[Goal 1] Arrange the stretch of the listing from the line containing "of the flag" through the line containing "(1046, 392)" as a numbered list, leaving out any blank lines.

# TTF Admin PM Question



## Wallsendmag (Feb 12, 2004)

I know my PMs have been read any chance of an answer? It's now three weeks since I asked you a reasonable question .


----------



## rustyintegrale (Oct 1, 2006)

I seem to remember being told that nobody had access to PMs apart from the sender and recipients.

If this is true it makes a mockery of the whole PM system. How do you know?


----------



## Wallsendmag (Feb 12, 2004)

rustyintegrale said:


> I seem to remember being told that nobody had access to PMs apart from the sender and recipients.
> 
> If this is true it makes a mockery of the whole PM system. How do you know?


I have PM'd admin you daft git


----------



## rustyintegrale (Oct 1, 2006)

Wallsendmag said:


> rustyintegrale said:
> 
> 
> > I seem to remember being told that nobody had access to PMs apart from the sender and recipients.
> ...


 :lol: Well if you read what you wrote again you might understand how I misunderstood. Bloody stroppy Northerner... :wink:


----------



## Wallsendmag (Feb 12, 2004)

If that really is the reason in your reply please remove the mod that banned me ,can't have double standards can we ? [smiley=argue.gif]


----------



## rustyintegrale (Oct 1, 2006)

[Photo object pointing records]
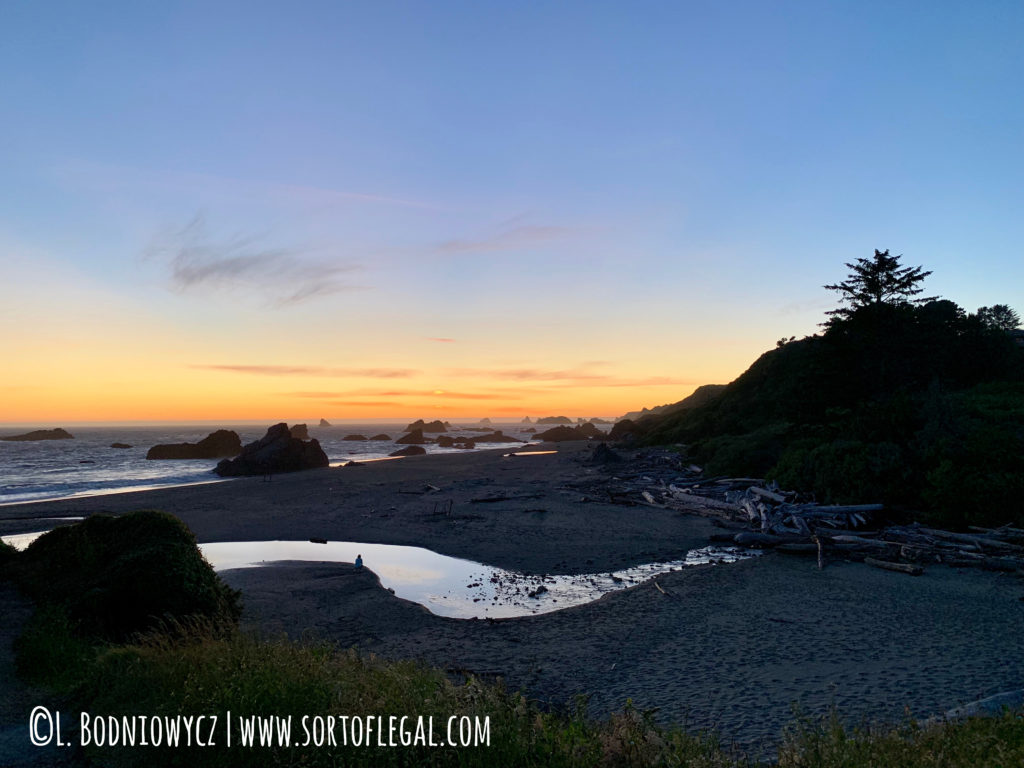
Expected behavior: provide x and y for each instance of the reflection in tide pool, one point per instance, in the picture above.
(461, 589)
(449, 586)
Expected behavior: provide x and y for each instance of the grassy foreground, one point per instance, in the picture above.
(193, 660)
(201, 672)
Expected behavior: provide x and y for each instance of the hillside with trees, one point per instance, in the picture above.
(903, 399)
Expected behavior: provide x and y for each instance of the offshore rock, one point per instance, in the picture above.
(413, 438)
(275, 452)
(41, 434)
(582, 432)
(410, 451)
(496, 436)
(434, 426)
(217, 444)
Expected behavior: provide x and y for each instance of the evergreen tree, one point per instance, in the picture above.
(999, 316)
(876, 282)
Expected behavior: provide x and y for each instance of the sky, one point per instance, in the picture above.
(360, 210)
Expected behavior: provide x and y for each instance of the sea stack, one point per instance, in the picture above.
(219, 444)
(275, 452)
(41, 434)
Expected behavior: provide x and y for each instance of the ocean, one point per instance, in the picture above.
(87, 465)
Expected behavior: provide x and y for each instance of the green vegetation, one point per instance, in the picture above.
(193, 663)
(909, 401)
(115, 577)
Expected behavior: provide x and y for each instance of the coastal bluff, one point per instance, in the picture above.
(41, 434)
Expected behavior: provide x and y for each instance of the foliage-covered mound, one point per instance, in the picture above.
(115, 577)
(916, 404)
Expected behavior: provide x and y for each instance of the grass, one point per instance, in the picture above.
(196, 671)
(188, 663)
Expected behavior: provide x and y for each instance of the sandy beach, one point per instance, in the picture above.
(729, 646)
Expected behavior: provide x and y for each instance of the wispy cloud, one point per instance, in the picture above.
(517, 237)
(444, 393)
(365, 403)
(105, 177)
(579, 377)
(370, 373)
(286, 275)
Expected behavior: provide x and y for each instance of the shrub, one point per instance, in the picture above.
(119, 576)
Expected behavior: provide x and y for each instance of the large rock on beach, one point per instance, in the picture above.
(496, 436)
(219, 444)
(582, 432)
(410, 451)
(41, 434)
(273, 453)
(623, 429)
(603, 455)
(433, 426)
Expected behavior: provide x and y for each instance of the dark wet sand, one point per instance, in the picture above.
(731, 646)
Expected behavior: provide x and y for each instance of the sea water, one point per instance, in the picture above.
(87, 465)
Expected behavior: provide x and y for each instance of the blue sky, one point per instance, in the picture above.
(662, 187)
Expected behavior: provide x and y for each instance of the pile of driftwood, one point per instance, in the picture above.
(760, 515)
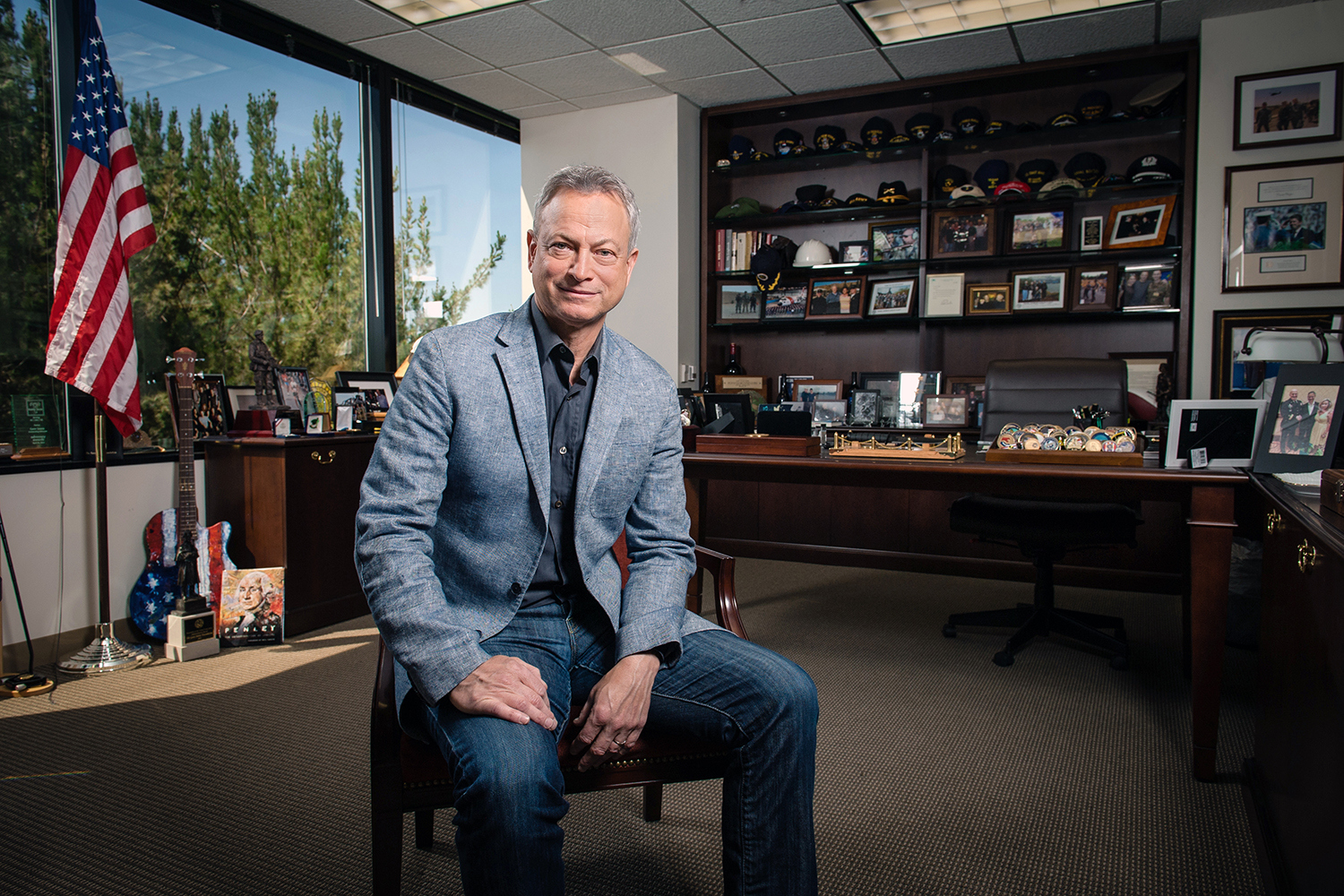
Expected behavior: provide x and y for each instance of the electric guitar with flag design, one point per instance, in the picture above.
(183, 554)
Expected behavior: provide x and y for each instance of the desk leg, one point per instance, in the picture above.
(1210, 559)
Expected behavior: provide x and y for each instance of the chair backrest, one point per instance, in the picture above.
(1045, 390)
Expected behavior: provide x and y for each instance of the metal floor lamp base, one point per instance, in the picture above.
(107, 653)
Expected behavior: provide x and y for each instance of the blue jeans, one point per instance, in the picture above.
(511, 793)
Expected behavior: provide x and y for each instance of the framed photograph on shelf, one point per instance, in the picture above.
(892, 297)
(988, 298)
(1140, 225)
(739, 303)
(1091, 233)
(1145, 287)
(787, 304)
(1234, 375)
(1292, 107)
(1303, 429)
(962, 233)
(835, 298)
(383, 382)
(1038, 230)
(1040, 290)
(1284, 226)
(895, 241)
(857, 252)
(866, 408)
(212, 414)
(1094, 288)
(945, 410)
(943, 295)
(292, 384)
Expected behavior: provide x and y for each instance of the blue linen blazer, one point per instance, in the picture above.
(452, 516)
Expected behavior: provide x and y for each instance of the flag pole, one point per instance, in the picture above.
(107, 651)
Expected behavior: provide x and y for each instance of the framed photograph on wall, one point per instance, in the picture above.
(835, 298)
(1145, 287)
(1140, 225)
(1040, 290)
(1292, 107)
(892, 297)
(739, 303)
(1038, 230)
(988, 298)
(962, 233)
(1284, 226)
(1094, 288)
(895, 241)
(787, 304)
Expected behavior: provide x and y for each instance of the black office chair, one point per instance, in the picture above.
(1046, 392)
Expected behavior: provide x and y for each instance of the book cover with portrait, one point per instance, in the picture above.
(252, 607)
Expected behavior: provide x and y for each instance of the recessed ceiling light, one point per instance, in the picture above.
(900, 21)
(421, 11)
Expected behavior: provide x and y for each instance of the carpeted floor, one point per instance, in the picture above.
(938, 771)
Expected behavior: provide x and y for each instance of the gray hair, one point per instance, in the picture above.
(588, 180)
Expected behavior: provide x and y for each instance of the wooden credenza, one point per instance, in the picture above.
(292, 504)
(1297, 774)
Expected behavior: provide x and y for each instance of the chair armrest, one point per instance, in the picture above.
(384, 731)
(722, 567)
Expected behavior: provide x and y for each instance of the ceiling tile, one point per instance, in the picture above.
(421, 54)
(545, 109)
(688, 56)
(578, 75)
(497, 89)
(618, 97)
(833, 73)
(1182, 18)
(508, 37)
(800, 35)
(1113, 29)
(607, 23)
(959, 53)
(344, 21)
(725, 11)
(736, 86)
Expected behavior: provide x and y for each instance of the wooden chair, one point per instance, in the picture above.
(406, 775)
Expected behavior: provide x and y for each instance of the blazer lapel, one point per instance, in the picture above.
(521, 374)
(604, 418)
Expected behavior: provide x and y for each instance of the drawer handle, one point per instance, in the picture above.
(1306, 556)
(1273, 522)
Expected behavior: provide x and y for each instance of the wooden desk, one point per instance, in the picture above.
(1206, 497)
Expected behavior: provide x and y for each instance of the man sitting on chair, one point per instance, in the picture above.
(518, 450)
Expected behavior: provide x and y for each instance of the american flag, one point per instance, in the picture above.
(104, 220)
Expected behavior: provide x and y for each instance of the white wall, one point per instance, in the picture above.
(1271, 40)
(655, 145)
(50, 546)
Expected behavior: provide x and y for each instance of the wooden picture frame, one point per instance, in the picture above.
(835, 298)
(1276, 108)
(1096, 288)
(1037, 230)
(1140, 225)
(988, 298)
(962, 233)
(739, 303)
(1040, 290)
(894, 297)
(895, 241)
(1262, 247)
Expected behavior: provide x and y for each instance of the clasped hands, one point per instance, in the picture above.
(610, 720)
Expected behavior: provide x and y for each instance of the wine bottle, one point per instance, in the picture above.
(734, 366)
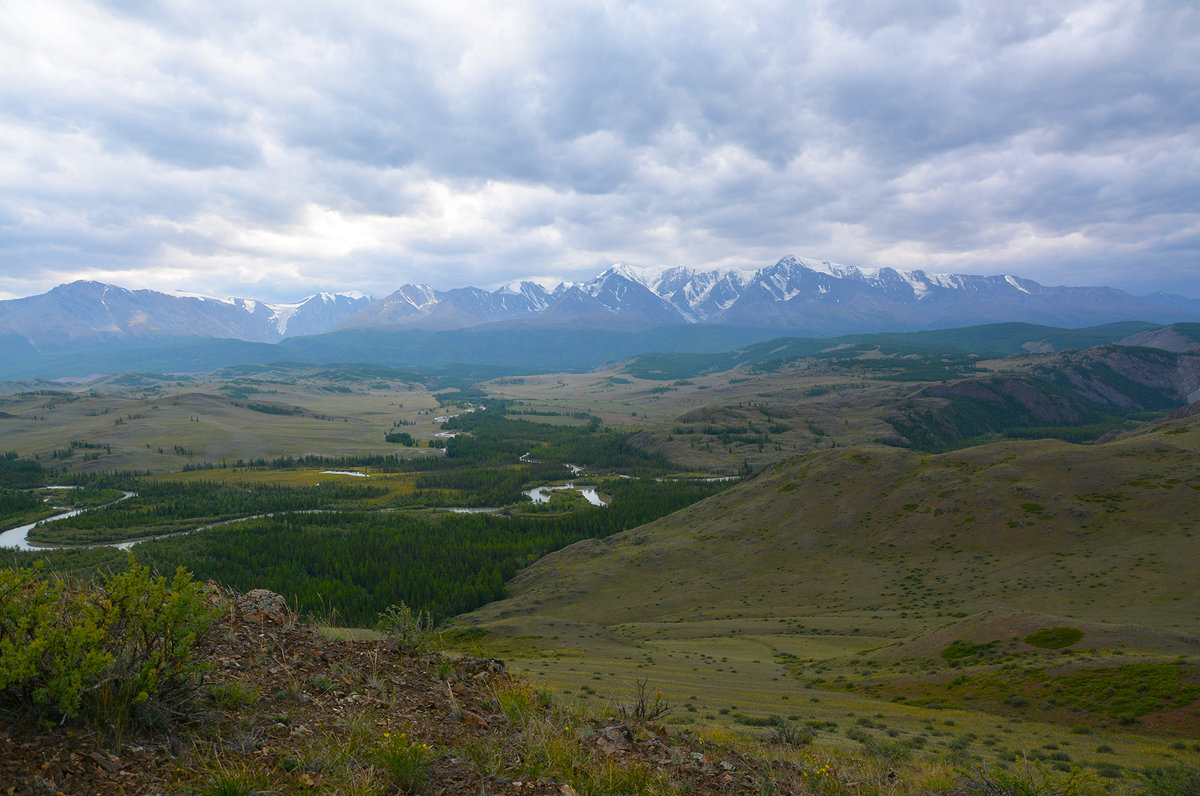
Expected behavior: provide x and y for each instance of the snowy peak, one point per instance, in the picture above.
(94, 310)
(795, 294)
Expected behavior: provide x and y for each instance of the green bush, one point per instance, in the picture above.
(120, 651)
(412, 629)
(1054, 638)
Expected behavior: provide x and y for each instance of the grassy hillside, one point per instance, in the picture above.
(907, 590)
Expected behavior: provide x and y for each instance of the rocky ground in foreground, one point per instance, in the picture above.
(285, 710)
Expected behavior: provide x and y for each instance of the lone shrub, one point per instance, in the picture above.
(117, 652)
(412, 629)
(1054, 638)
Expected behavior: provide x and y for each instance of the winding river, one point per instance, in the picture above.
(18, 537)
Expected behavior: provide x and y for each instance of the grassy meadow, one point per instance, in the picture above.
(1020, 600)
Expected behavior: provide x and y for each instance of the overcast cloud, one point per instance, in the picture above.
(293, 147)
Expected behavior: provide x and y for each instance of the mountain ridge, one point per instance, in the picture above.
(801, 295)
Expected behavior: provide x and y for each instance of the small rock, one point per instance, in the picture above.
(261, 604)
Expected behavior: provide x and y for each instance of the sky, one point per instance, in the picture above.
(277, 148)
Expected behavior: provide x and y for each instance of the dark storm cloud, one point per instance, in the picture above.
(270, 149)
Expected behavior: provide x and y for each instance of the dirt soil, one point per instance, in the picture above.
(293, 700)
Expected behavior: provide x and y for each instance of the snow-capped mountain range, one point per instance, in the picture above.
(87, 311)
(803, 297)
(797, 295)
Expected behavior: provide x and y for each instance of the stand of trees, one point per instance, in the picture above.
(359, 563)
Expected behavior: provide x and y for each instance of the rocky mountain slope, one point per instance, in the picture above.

[Goal 2] Translate this sentence from the forum thread into Spanish: "I seem to remember being told that nobody had access to PMs apart from the sender and recipients."

[Worked solution 1]
1. Expected behavior: provide x and y for each instance of the flag pole, one point per instance, in the picture above.
2. (107, 651)
3. Expected behavior: provide x and y for each instance of the framed photograph on wall, one point per instance, in the picture above.
4. (835, 298)
5. (1145, 287)
6. (1140, 225)
7. (1040, 290)
8. (1292, 107)
9. (892, 297)
10. (739, 303)
11. (1038, 230)
12. (988, 298)
13. (962, 233)
14. (1284, 226)
15. (1094, 288)
16. (895, 241)
17. (787, 304)
18. Expected behavior: provide x and y for each instance of the black office chair, one point per instance, in the picture above.
19. (1046, 392)

[Worked solution 2] Me parece recordar que me dijeron que nadie tenía acceso a los mensajes privados aparte del remitente y los destinatarios.